OBJECTIVES:
1 – In the nitrate-reduction advice, what does the text call the easiest and most commonly employed method for phosphate removal?
2 – Using the reasons given in the nitrate-reduction advice, explain why frozen food should be thawed and rinsed before feeding.

PASSAGE SHOWN:
---

1. Bigger waterchanges. The only thing that truly gets rid of nitrates directly without chemicals or filtration is a waterchange. The % of water you take out will lower your current nitrate by that %. So for example, if your gross volume is 20 gallons, and you remove 10 gallons of water, you effectively lower your nitrate (at that time) by 50%. Now there are exceptions, if you feed a bunch right after or have something dying/rotting in the tank the nitrate can raise back up.

 

2. Feed less frozen and when feeding frozen, thaw, filter, and rinse. Most frozen foods in cube forms or chopped forms contain a lot of nutrients that will not be utilized by the animals targeted at being fed. A good way at avoiding adding food that will inevitably be waste is to thaw and rinse the frozen food in RO water. After the food is thawed completely I take a fine mesh net and pour the water down the drain. The small particles will go through the holes and the food that your fish will eat will remain behind.

 

3. Skim wet, or get a better skimmer. "Wet" skimming will pull more nutrients out at the cost of using more seawater, so you will need to monitor your salinity more. Upgrading your skimmer can help dramatically as well if your skimmer isn't effective.

 

For what it's worth, 20ppm of nitrate is not that bad as others have said. Your tank IS overstocked, but it is not unmanageable. If they are all getting along fine you should be OK if you can keep up with the nutrient export. Your phosphate is also high, the things I mentioned above are all applicable to phosphate as well but the easiest and most commonly employed method at phosphate removal is phosphate resins. You can run one simply in a media bag (less effective) or employ a phosphate reactor (more effective). I recommend phosphate resins that do not leech such as RowaPhos or GFO (you can get that from Bulk Reef Supply cheap).

---

Some records:
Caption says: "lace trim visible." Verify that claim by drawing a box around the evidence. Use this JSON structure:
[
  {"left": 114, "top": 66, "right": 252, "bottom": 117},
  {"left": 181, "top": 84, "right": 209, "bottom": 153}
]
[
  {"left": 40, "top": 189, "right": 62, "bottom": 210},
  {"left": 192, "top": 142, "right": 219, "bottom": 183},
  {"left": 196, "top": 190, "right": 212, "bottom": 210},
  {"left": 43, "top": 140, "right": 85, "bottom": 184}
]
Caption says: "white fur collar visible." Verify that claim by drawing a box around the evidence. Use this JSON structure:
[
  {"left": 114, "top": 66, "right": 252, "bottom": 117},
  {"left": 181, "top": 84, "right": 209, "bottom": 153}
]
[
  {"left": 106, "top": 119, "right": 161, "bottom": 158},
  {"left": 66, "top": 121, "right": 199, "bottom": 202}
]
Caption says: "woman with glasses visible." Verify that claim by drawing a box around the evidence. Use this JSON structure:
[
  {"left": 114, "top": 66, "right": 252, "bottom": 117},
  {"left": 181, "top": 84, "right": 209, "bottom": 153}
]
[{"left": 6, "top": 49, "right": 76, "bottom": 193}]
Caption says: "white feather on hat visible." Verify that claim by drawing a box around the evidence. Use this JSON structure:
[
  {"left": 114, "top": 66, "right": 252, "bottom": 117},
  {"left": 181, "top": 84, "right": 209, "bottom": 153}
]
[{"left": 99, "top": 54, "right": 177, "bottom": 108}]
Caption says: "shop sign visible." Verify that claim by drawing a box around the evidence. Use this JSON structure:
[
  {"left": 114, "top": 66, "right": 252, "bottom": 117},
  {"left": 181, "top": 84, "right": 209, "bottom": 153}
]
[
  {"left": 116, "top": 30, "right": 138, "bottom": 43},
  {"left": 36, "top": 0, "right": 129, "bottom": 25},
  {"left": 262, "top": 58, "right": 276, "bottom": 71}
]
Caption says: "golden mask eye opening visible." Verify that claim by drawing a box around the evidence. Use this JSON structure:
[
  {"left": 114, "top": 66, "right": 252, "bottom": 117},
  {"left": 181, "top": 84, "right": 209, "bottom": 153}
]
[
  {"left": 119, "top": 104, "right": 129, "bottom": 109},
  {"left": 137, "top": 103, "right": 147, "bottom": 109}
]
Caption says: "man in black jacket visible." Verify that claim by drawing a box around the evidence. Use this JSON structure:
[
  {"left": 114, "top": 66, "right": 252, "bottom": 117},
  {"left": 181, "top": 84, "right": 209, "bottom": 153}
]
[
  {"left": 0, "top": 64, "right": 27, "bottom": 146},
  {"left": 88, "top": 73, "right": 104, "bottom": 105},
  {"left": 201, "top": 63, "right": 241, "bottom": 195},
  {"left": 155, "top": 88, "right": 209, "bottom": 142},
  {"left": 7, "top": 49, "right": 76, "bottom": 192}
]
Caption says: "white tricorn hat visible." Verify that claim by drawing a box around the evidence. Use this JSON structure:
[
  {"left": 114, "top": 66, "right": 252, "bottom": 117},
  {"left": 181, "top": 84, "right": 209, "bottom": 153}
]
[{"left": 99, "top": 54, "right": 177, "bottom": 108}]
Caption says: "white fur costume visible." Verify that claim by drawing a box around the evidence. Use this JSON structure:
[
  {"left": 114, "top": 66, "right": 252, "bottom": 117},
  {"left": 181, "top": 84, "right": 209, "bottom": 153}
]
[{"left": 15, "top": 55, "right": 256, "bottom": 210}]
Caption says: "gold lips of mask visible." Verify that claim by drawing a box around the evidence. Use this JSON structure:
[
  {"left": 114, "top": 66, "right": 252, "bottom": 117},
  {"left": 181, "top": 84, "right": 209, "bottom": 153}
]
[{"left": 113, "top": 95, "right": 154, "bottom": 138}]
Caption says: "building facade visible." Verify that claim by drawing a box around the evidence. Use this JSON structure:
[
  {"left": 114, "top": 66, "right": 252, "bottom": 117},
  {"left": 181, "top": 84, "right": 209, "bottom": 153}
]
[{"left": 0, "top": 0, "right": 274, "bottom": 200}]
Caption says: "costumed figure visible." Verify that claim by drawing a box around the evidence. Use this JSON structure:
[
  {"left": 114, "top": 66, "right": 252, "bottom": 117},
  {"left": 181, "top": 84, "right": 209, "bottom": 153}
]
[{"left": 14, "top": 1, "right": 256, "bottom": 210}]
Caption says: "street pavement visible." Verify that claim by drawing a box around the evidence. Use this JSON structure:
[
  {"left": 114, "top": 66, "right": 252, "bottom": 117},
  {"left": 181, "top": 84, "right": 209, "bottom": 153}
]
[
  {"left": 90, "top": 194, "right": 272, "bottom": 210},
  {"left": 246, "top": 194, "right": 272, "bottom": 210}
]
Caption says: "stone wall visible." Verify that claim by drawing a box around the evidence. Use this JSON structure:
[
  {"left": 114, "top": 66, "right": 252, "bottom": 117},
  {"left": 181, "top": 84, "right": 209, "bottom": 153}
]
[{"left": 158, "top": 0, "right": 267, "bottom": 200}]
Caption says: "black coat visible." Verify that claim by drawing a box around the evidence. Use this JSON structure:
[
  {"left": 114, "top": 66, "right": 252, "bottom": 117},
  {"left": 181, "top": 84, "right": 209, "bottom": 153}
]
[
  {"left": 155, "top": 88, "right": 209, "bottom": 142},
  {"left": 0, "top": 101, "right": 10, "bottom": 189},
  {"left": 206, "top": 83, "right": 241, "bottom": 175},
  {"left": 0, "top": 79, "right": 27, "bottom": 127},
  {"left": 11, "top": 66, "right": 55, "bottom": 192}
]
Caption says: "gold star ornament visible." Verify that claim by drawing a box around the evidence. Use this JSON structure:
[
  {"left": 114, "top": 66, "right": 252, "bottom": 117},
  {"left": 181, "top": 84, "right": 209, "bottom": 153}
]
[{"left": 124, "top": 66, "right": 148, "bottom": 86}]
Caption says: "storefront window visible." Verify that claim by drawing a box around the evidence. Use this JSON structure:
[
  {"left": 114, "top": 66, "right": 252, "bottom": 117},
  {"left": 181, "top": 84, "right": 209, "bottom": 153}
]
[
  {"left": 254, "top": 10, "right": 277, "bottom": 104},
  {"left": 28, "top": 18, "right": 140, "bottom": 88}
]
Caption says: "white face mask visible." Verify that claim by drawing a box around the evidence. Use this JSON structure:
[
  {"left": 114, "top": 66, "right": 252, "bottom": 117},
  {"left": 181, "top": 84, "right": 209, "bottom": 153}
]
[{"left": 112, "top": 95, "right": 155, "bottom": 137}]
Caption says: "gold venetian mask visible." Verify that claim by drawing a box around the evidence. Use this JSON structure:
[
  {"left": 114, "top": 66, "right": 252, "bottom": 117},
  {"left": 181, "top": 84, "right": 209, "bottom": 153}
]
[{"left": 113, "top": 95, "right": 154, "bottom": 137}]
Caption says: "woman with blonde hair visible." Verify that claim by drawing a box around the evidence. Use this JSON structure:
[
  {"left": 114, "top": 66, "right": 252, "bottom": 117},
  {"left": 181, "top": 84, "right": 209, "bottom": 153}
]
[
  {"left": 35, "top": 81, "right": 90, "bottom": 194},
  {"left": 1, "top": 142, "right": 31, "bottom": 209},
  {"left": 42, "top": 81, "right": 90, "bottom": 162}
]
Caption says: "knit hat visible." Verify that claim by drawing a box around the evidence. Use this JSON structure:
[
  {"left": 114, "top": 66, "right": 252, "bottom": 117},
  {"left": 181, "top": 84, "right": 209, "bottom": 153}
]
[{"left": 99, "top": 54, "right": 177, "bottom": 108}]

---

RESPONSES TO THE EXERCISE:
1 – Phosphate resins.

2 – Most cubed or chopped frozen foods contain many nutrients that the targeted animals will not use, so they would only become waste in the tank. Thawing the food, rinsing it in RO water, and pouring it through a fine mesh net lets the small particles wash away while the food the fish will eat stays behind.